PROBLEM TO WORK ON
Locate each line in the entries below that contains the string "musk", and copy those lines in full.
"""
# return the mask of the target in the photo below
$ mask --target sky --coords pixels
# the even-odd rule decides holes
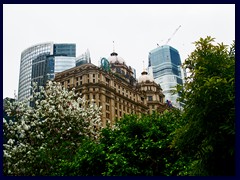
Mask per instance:
[[[114,41],[115,52],[139,77],[157,44],[170,38],[184,62],[193,42],[207,36],[232,44],[234,4],[3,4],[3,98],[18,93],[21,53],[35,44],[75,43],[76,56],[89,49],[98,65]]]

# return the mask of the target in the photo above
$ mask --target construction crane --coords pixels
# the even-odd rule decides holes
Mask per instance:
[[[174,33],[172,34],[172,36],[170,38],[168,38],[167,42],[165,43],[166,45],[169,43],[169,41],[172,39],[172,37],[176,34],[176,32],[180,29],[181,25],[178,26],[178,28],[174,31]]]

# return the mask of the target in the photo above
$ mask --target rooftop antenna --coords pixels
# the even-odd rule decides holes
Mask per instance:
[[[115,52],[114,41],[113,41],[113,52]]]
[[[17,94],[16,94],[16,90],[14,90],[14,99],[17,100]]]

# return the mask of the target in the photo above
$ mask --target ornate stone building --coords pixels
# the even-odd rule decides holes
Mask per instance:
[[[154,110],[163,112],[167,105],[160,85],[153,77],[142,72],[138,81],[133,68],[127,66],[116,52],[107,59],[102,58],[101,67],[91,63],[83,64],[57,73],[55,81],[65,88],[75,87],[87,100],[94,99],[102,106],[103,125],[114,123],[124,114],[151,114]]]

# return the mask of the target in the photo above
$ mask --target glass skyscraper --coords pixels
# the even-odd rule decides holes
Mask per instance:
[[[21,54],[18,101],[31,95],[32,82],[44,86],[56,72],[75,66],[75,44],[41,43],[31,46]]]
[[[177,84],[183,84],[181,59],[178,51],[168,45],[159,46],[149,52],[148,60],[149,73],[161,85],[165,100],[171,101],[173,106],[180,108],[181,104],[177,102],[179,95],[173,95],[171,92]]]
[[[81,54],[76,58],[76,66],[81,66],[82,64],[91,63],[90,52],[87,49],[85,53]]]

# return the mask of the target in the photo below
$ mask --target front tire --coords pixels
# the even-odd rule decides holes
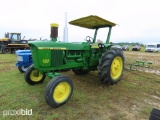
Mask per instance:
[[[28,67],[29,67],[29,66],[28,66]],[[28,69],[28,67],[18,66],[18,70],[19,70],[21,73],[24,73],[24,72],[26,72],[26,70]]]
[[[124,69],[124,56],[122,50],[110,49],[109,51],[106,51],[99,60],[97,69],[99,79],[102,83],[109,85],[116,84],[120,80]]]
[[[46,87],[46,102],[52,108],[57,108],[70,99],[72,92],[72,80],[66,76],[57,76],[53,78]]]
[[[28,84],[34,85],[34,84],[42,83],[46,78],[46,75],[42,74],[37,69],[35,69],[34,65],[31,65],[26,70],[24,74],[24,78]]]

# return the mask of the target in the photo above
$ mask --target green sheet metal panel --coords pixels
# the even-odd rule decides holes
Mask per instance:
[[[99,16],[90,15],[87,17],[79,18],[73,21],[70,21],[69,24],[89,28],[89,29],[96,29],[102,27],[111,27],[115,26],[116,24],[105,20]]]

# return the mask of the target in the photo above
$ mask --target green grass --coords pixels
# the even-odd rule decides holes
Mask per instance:
[[[16,55],[0,54],[0,119],[17,120],[144,120],[153,107],[160,109],[160,77],[156,74],[124,70],[121,81],[113,86],[100,83],[96,72],[77,76],[63,72],[73,80],[71,99],[52,109],[45,101],[46,78],[42,84],[28,85],[15,67]],[[5,69],[4,69],[5,67]],[[10,69],[12,67],[12,69]],[[32,116],[6,115],[5,110],[32,109]]]

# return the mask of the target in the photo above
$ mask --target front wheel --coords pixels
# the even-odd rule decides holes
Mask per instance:
[[[31,65],[26,70],[24,74],[24,78],[28,84],[34,85],[34,84],[42,83],[46,78],[46,75],[42,74],[37,69],[35,69],[34,65]]]
[[[24,73],[26,72],[26,70],[28,69],[29,66],[18,66],[18,70],[21,72],[21,73]]]
[[[46,102],[52,108],[59,107],[70,99],[72,92],[72,80],[66,76],[57,76],[46,87]]]
[[[4,48],[2,49],[2,53],[4,53],[4,54],[10,54],[10,53],[12,53],[12,50],[11,50],[11,48],[6,48],[6,47],[4,47]]]
[[[106,51],[97,67],[99,78],[102,83],[115,84],[117,83],[124,69],[124,56],[121,49],[110,49]]]

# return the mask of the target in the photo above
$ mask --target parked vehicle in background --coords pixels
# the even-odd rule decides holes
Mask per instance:
[[[132,51],[140,51],[141,47],[138,45],[133,46]]]
[[[112,48],[119,48],[122,49],[122,47],[120,45],[113,45]]]
[[[159,44],[148,44],[146,45],[145,52],[158,52],[160,50]]]
[[[124,51],[129,51],[129,46],[128,46],[128,45],[123,45],[123,46],[122,46],[122,50],[124,50]]]

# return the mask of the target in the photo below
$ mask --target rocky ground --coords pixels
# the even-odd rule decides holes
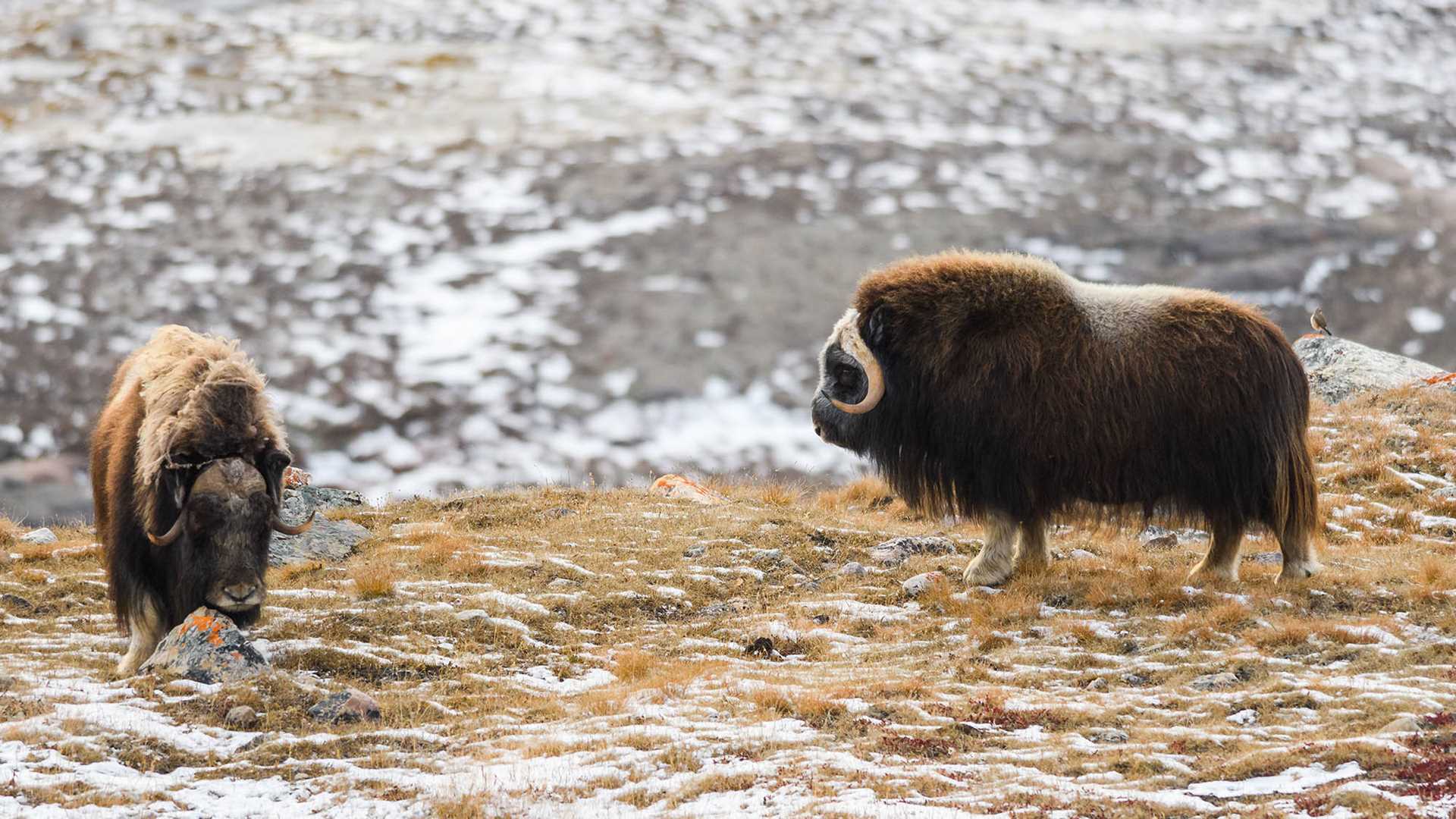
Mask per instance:
[[[1443,3],[0,15],[0,461],[79,453],[181,321],[242,337],[307,466],[373,495],[846,477],[814,350],[858,275],[948,245],[1456,364]]]
[[[1312,443],[1283,586],[1264,536],[1198,589],[1200,532],[1061,526],[964,589],[980,532],[874,481],[338,507],[368,538],[271,571],[242,682],[112,679],[92,532],[4,523],[0,815],[1447,816],[1456,396]]]

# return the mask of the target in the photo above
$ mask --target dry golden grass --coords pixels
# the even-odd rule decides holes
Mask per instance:
[[[1456,634],[1456,532],[1423,526],[1452,504],[1395,474],[1433,488],[1456,481],[1446,407],[1409,393],[1315,408],[1321,507],[1347,532],[1328,530],[1318,544],[1328,570],[1297,584],[1275,584],[1277,563],[1252,558],[1277,552],[1267,533],[1248,539],[1242,583],[1191,589],[1206,544],[1147,551],[1136,526],[1108,525],[1053,533],[1056,552],[1092,557],[1054,560],[994,593],[967,590],[960,574],[980,526],[916,517],[875,479],[821,493],[716,482],[731,501],[722,506],[545,487],[336,512],[374,536],[342,564],[271,573],[280,593],[255,634],[272,644],[277,675],[195,695],[149,678],[127,683],[128,701],[159,718],[210,729],[232,707],[253,707],[269,739],[226,769],[147,737],[48,721],[64,695],[23,675],[13,691],[26,697],[0,692],[0,721],[25,729],[0,739],[74,764],[333,777],[331,787],[357,784],[360,799],[425,799],[443,816],[546,799],[671,812],[711,793],[786,785],[823,815],[839,812],[839,793],[868,787],[983,813],[1166,816],[1178,810],[1099,802],[1101,785],[1083,777],[1115,774],[1108,787],[1125,794],[1358,761],[1366,778],[1395,781],[1405,762],[1372,737],[1456,697],[1446,640]],[[100,558],[90,532],[58,535],[0,573],[0,595],[20,599],[0,597],[13,618],[0,619],[0,657],[25,675],[102,681],[121,641],[95,616],[105,615]],[[958,554],[875,565],[869,549],[900,535],[948,536]],[[839,574],[849,561],[874,571]],[[930,570],[949,581],[909,600],[901,581]],[[466,609],[489,618],[459,619]],[[772,653],[745,651],[763,638]],[[1235,682],[1190,686],[1214,672]],[[309,718],[320,689],[345,686],[379,698],[380,723]],[[1252,724],[1229,723],[1235,711]],[[1088,752],[1075,739],[1105,727],[1130,740]],[[824,767],[826,753],[858,765]],[[779,772],[721,769],[744,762]],[[438,800],[360,783],[341,764],[431,775],[504,765],[501,781],[526,784]],[[531,780],[547,769],[561,781]],[[670,775],[680,778],[662,787]],[[16,796],[109,799],[52,785]],[[1245,815],[1277,815],[1271,800],[1249,800]]]

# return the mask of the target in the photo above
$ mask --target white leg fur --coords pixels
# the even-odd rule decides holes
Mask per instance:
[[[1021,525],[1021,548],[1016,549],[1016,570],[1040,568],[1051,563],[1051,548],[1047,546],[1047,522],[1024,520]]]
[[[997,586],[1015,571],[1016,522],[992,513],[986,530],[986,546],[965,567],[967,586]]]
[[[167,630],[163,628],[162,612],[159,606],[150,596],[141,597],[141,605],[138,611],[131,614],[131,646],[127,648],[127,656],[116,663],[116,673],[119,676],[131,676],[137,673],[141,663],[151,657],[151,653],[157,650],[157,643],[167,635]]]
[[[1188,573],[1188,581],[1201,584],[1208,580],[1239,580],[1239,545],[1243,542],[1243,529],[1213,526],[1213,542],[1203,561]]]

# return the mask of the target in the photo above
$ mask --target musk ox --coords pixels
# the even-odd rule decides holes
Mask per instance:
[[[291,456],[264,376],[236,341],[163,326],[112,379],[92,436],[96,532],[116,624],[137,670],[162,637],[208,605],[240,625],[262,611]]]
[[[986,519],[971,584],[1045,563],[1057,514],[1206,522],[1195,579],[1238,580],[1255,523],[1281,580],[1321,568],[1305,370],[1217,293],[1089,284],[1019,254],[910,258],[859,283],[812,417],[910,506]]]

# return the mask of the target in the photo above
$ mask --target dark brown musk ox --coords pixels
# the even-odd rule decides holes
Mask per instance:
[[[1057,516],[1203,522],[1195,580],[1238,580],[1258,523],[1280,580],[1321,570],[1309,385],[1254,307],[946,252],[866,275],[820,367],[823,440],[868,456],[913,507],[986,520],[970,584],[1045,564]]]
[[[207,605],[250,625],[262,612],[291,455],[264,376],[236,341],[163,326],[112,379],[92,436],[96,532],[116,622],[137,670]]]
"""
THE SOLUTION
$ mask --target musk ox --coords pixels
$ mask --target dark brown musk ox --coords pixels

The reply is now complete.